Short exercise
Copy the records below exactly, leaving out every picture.

Entries
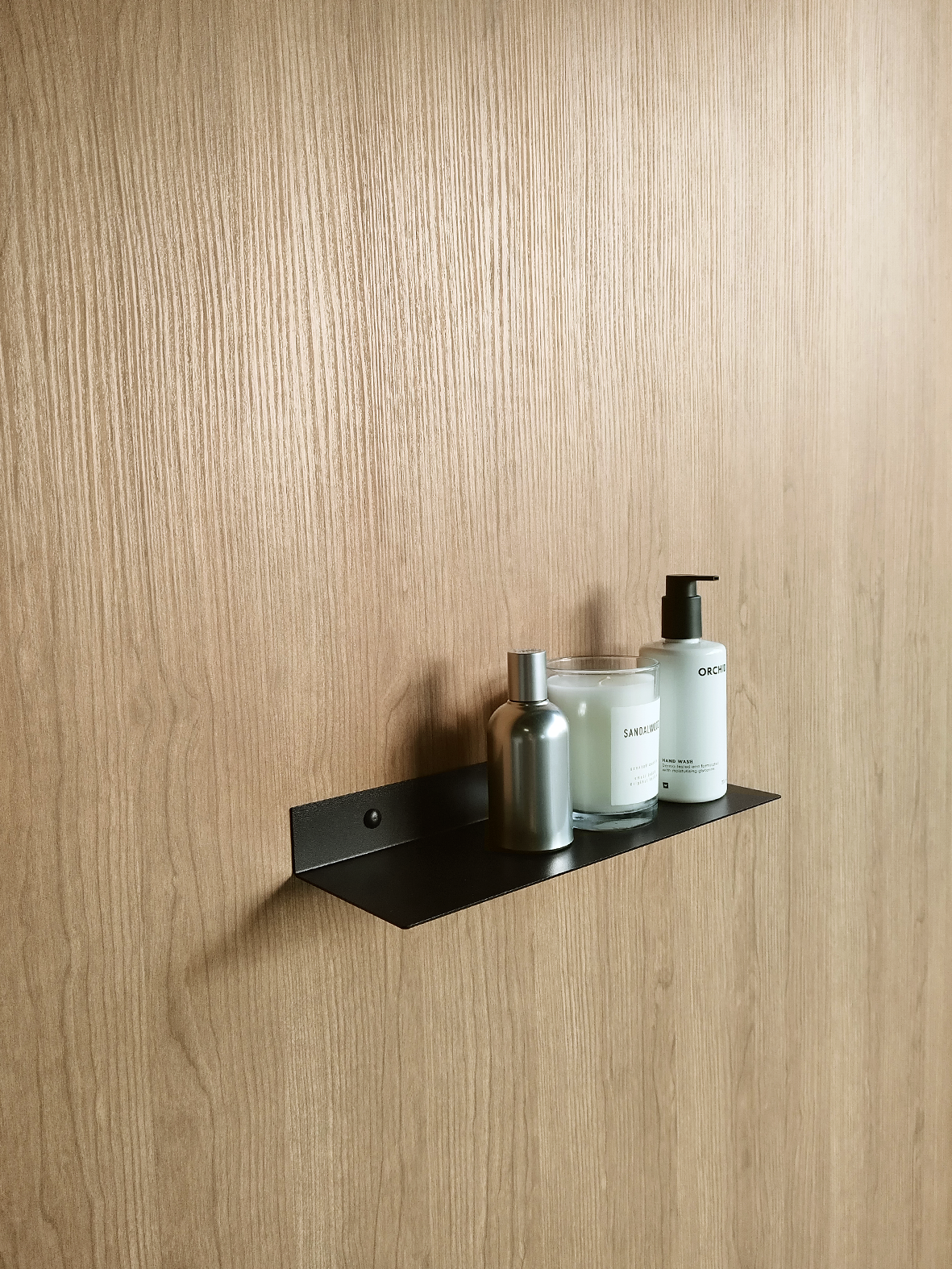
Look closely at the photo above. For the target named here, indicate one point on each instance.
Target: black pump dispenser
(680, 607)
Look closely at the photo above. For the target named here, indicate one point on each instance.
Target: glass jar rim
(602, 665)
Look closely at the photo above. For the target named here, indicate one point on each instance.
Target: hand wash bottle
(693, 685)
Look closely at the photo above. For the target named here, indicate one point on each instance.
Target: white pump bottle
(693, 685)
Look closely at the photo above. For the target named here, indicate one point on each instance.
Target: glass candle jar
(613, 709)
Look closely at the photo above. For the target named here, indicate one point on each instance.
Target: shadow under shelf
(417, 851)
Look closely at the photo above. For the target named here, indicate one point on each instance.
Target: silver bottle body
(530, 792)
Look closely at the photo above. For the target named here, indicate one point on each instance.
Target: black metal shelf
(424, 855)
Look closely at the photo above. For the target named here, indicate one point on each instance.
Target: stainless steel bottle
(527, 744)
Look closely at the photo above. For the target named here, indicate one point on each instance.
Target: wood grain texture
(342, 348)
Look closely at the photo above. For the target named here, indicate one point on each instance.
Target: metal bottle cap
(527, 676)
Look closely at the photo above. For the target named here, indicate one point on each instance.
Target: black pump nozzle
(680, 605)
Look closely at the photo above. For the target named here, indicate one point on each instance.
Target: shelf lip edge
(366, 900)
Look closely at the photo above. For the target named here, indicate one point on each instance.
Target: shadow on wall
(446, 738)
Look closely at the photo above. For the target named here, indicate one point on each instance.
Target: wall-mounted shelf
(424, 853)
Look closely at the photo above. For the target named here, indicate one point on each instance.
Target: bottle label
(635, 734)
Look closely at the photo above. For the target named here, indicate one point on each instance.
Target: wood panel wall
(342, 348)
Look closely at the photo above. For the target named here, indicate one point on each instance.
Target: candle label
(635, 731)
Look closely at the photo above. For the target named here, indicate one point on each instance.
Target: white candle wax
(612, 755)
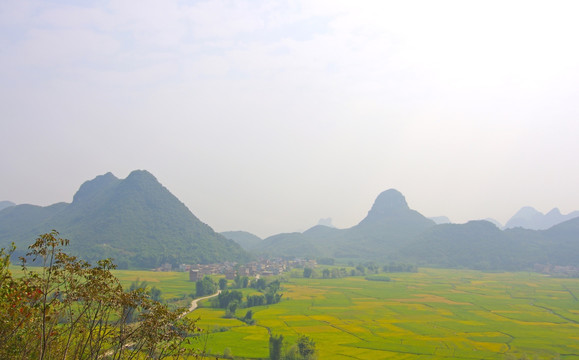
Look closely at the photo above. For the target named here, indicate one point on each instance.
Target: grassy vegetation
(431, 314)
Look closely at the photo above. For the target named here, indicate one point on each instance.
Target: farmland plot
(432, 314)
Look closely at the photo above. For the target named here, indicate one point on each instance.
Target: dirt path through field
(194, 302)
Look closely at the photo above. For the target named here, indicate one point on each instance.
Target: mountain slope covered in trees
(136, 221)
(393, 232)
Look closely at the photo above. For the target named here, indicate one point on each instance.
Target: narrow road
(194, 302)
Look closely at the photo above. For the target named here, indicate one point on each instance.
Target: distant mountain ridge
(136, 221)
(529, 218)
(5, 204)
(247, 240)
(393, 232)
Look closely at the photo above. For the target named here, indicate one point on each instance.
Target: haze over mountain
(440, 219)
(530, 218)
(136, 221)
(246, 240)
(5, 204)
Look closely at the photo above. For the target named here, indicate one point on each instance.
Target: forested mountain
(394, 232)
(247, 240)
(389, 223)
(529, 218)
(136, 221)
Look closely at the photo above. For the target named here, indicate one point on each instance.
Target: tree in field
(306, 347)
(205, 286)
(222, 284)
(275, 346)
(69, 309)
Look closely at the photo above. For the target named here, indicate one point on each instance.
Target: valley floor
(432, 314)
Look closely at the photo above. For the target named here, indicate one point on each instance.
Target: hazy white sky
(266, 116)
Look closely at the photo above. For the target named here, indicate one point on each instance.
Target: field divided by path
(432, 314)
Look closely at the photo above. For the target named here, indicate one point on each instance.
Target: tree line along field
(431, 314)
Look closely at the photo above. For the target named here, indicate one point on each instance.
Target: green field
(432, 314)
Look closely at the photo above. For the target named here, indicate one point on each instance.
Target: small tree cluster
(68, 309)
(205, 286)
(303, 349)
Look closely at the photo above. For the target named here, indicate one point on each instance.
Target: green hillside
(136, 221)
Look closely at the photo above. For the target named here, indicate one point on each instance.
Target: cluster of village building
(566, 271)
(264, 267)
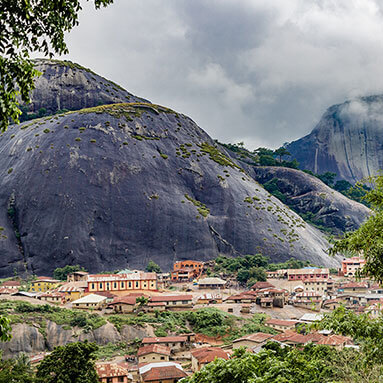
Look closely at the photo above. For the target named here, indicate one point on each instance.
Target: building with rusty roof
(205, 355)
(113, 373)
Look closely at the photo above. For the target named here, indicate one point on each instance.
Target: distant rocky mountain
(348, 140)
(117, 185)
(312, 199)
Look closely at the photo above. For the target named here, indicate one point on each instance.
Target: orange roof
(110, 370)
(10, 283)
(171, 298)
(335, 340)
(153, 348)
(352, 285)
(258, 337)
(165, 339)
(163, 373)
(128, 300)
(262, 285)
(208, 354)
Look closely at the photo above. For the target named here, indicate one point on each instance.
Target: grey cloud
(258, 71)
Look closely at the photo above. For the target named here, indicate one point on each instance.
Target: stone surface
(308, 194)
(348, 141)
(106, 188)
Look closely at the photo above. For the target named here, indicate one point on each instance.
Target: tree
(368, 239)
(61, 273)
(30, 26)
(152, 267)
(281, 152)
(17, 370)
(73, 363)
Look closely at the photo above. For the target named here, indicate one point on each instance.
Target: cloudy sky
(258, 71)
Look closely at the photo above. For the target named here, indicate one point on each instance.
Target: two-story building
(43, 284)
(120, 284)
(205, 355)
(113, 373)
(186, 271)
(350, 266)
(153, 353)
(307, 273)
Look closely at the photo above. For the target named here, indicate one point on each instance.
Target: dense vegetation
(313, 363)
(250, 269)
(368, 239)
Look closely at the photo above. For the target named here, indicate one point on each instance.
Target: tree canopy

Exercise result
Look closely at the photo above. For the target named here, indicate one point on each instance.
Target: black pump dispenser
(680, 607)
Look closely at the photo above. For the target named here, indicate one point on each instance.
Target: glass jar rim
(602, 665)
Look closely at the photo above. For the target named here, indicate one point on each instance.
Target: hand wash bottle
(693, 685)
Look closely at the photo above. For the target named here, indicate one point on each instance.
Target: white pump bottle
(693, 685)
Look closely at the photo above. For the target named here, indicate one point on each instance.
Target: glass candle jar
(613, 709)
Look closely at the photo above. For the target named here, indicate one point on each instance.
Target: shadow under shelf
(417, 851)
Look closely at the photo above. For the target named here, indicate one point on each instance.
Target: silver bottle body
(530, 792)
Look closely at the photo above. For the target named here, indicate one point on each instance.
Target: black metal shelf
(424, 855)
Look closely at the photo above. For the target named here, indicate one point on each instance.
Target: stainless steel bottle
(527, 744)
Look closely at the photo above. For the target named here, indicate one point on each instance.
Target: wood grain texture
(342, 348)
Look closely at the photo above. For the target named here, indicate one point on each instance.
Target: metal bottle cap
(527, 676)
Look closely at the photo above. For the target named here, indicate one point on each instance.
Target: black pump nozzle
(680, 605)
Look closely at the photo above. For the target named here, indicate one point on each instance.
Target: shelf lip edge
(366, 900)
Look closely at the photo above. For the target named here, indicate one point on each instance.
Target: shadow on wall
(446, 738)
Look closely at the photo above. For the target named here, indicate one point on each instance.
Target: wall-mounted shelf
(424, 853)
Look closely at the photo above. For the target named here, indicate one point on each instance.
Target: bottle label
(635, 734)
Look closely at the photo above. For the target named here, indicate one point on each instance.
Target: wood panel wall
(342, 348)
Look closely at the photo above. For the target named here, indicate one point on each instance.
Target: candle label
(635, 731)
Look closely at the photo above. For the target named here, indicate one point on each instance.
Target: white candle wax
(612, 755)
Look closely at the photo above. For the target named here, indicate one point on each instance.
Target: grassy vegetation
(431, 314)
Look closely at the photo above. For the target named here, indicate one point on each instance.
Target: farmland plot
(432, 314)
Look closely at the photo above. For the target named here, indicate one point on each instance.
Target: dirt path through field
(194, 302)
Look closely at the photo above. For the target named here, indicate one point on each instance.
Target: mountain slope covered in trees
(136, 221)
(393, 232)
Look closely at the photo above. For the target named here, indicate one point on each instance.
Target: narrow road
(194, 302)
Look closely at the photo above. For the target named here, indicate one point on each instance.
Target: distant mountain ridge
(136, 221)
(529, 218)
(5, 204)
(247, 240)
(393, 232)
Look closely at the photo above. For the target named here, indicate one point on each instance.
Target: haze over mountain
(440, 219)
(530, 218)
(136, 221)
(246, 240)
(5, 204)
Look closely at the photo above. For the target named here, indicate one point on each instance.
Target: forested mountain
(394, 232)
(247, 240)
(389, 223)
(529, 218)
(136, 221)
Look closely at the photo above. For the target named here, indicate one point on each instance.
Target: tree in field
(306, 347)
(205, 286)
(222, 284)
(275, 346)
(69, 309)
Look closely at the photo above. For the target named here, indicate one point on each instance.
Target: valley floor
(432, 314)
Look closely at the photo above. For the target named here, indicate one point on each instance.
Target: hazy white sky
(266, 116)
Look closely at the photo above. For the target named here, indicate one point on each instance.
Target: field divided by path
(432, 314)
Look closely at the photo above. For the target named here, indicate one point on each instance.
Target: tree line along field
(431, 314)
Look closely at the photo above. For the target named here, indicate one point on each instance.
Target: green field
(432, 314)
Look closely at the photo above. For the target named here, indicate one point on each instance.
Target: small tree cluster
(68, 309)
(205, 286)
(303, 349)
Look closely at the photo above. For the target named here, indicate one point on each instance.
Target: green hillside
(136, 221)
Look closely at the photo above. For the target named here, indicate one point on each instance.
Target: cluster of village building
(566, 271)
(264, 267)
Look closely at the photo above. For the target named here, indicate one point on each instance.
Target: building with rusty roof
(205, 355)
(113, 373)
Look closely at the photo above. For the target named here, indicate one point on each instance.
Target: distant rocky mountain
(348, 140)
(117, 185)
(312, 199)
Look closely at the photo above. For the target named here, indicate one point on each instance.
Target: orange roof
(110, 370)
(10, 283)
(171, 298)
(335, 340)
(153, 348)
(352, 285)
(258, 337)
(165, 339)
(163, 373)
(128, 300)
(262, 285)
(208, 354)
Look closely at the photo above. For the target named here, indicate one point on each instance.
Target: grey cloud
(258, 71)
Look closely at the photo above. For the target named here, indicate one point on each instance.
Target: stone surface
(308, 194)
(348, 141)
(106, 188)
Look closely at the photo above. For the target named here, indicate one point on each instance.
Target: tree
(368, 239)
(61, 273)
(30, 26)
(152, 267)
(281, 152)
(17, 370)
(73, 363)
Look closely at the photo above. For the target named here, indicate one point on each instance.
Target: cloudy sky
(258, 71)
Look closely at the photo above. For the target named here, indicate one point on each instance.
Target: two-story building
(43, 284)
(120, 284)
(205, 355)
(113, 373)
(186, 271)
(350, 266)
(153, 353)
(307, 273)
Look closely at the photo above. For the target named here, indicate one point on each instance.
Target: dense vegetation
(313, 363)
(250, 269)
(368, 239)
Look closely at the photo above. For the target named here, indicate one point on each instance.
Target: tree canopy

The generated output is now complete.